**Supplied data**.
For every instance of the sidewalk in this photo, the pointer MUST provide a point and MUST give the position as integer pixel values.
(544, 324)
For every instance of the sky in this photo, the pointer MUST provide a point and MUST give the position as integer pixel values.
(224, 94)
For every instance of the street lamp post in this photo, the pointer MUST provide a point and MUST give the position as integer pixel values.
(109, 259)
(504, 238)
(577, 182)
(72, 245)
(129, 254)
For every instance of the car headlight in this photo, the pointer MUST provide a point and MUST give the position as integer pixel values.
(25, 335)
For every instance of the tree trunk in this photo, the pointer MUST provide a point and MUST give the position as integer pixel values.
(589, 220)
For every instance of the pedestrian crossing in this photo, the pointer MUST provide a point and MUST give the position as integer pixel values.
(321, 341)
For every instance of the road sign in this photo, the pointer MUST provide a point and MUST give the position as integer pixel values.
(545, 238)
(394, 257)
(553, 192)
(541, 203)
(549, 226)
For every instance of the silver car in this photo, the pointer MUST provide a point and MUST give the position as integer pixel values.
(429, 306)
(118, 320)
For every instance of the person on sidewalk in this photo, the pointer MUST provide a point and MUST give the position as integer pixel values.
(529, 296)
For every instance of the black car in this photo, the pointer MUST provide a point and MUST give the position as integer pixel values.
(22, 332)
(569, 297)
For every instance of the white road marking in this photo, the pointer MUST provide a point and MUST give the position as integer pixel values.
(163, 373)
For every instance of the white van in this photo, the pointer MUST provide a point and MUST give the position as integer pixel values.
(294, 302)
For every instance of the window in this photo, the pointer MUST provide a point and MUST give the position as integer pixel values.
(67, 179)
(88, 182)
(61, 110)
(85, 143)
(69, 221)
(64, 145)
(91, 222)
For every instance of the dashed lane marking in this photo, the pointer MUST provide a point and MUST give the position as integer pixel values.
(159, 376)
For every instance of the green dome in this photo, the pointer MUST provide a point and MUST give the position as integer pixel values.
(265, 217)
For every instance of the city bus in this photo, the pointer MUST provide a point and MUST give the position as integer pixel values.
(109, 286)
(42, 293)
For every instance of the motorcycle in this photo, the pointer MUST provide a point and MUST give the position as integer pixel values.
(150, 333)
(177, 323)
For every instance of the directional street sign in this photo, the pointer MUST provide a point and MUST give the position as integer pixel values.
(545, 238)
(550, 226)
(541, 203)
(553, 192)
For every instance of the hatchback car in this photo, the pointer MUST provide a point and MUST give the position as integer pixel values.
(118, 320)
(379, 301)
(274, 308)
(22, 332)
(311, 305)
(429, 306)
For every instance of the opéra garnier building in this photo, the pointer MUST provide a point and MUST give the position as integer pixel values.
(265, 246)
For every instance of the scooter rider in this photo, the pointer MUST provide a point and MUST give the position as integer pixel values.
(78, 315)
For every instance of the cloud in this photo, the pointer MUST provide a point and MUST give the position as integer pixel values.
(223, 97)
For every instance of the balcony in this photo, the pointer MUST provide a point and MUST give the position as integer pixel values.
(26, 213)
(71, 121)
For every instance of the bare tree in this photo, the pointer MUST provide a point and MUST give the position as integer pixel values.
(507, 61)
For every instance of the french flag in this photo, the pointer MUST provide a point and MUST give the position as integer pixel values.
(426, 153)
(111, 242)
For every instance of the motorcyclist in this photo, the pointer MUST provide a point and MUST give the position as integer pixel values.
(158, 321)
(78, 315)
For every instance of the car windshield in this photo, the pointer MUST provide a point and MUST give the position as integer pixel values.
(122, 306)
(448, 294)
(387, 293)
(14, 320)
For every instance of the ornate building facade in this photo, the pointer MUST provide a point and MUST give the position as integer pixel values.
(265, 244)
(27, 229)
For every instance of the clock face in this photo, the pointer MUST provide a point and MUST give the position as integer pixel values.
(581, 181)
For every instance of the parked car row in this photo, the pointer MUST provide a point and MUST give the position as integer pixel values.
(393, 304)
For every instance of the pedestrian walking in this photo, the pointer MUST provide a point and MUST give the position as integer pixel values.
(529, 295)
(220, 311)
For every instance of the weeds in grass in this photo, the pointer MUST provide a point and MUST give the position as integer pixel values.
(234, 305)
* * *
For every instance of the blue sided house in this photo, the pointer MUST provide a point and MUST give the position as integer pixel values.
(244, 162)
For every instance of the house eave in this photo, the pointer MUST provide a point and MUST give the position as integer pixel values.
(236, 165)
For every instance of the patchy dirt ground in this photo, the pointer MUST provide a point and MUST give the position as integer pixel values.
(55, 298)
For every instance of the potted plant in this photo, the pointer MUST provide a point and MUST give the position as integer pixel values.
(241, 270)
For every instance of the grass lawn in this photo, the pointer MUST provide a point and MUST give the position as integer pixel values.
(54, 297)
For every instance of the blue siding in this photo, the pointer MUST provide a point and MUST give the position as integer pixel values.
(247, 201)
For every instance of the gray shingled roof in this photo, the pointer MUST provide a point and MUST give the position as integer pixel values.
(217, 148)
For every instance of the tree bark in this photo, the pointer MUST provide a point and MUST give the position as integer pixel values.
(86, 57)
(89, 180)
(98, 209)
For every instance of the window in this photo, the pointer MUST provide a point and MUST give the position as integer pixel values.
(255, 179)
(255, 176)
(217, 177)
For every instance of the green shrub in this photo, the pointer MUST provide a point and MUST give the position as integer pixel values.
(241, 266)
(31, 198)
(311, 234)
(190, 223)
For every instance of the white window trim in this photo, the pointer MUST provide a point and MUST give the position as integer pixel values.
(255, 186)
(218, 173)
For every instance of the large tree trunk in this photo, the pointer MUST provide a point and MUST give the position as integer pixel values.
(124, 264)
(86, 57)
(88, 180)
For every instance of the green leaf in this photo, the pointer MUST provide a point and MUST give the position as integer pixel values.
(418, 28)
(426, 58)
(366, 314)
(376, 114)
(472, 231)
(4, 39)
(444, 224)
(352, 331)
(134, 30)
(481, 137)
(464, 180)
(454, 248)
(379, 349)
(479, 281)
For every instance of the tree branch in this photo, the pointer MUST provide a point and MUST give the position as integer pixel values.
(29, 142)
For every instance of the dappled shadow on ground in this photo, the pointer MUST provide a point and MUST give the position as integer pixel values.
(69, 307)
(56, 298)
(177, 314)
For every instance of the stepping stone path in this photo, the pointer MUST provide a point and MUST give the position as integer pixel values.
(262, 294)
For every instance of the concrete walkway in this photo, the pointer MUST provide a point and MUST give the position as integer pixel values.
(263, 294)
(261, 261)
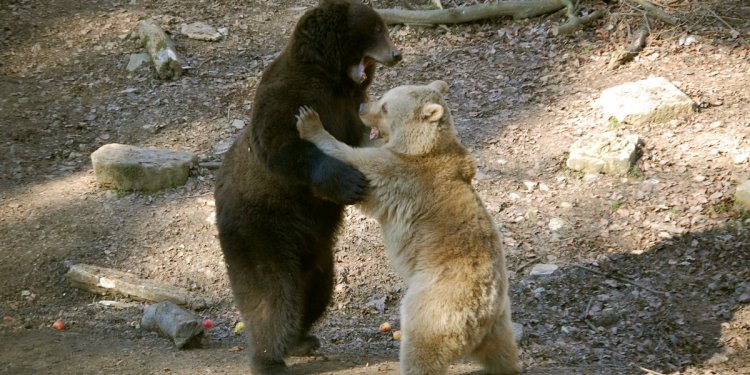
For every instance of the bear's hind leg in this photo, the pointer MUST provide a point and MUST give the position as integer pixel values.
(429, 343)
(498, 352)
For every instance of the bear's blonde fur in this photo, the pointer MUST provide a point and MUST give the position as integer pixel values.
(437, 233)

**Written task**. Identify each line of the material above that contains the word "pedestrian" and copy those lines out in full.

**Expected answer**.
For every instance of the pedestrian crossing in this photo, the pointer MUST provide a point and MUST give the position as integer pixel values.
For every instance of the pedestrian walking in this photo, the pointer MUST provide a point and MUST give the position as integer pixel values.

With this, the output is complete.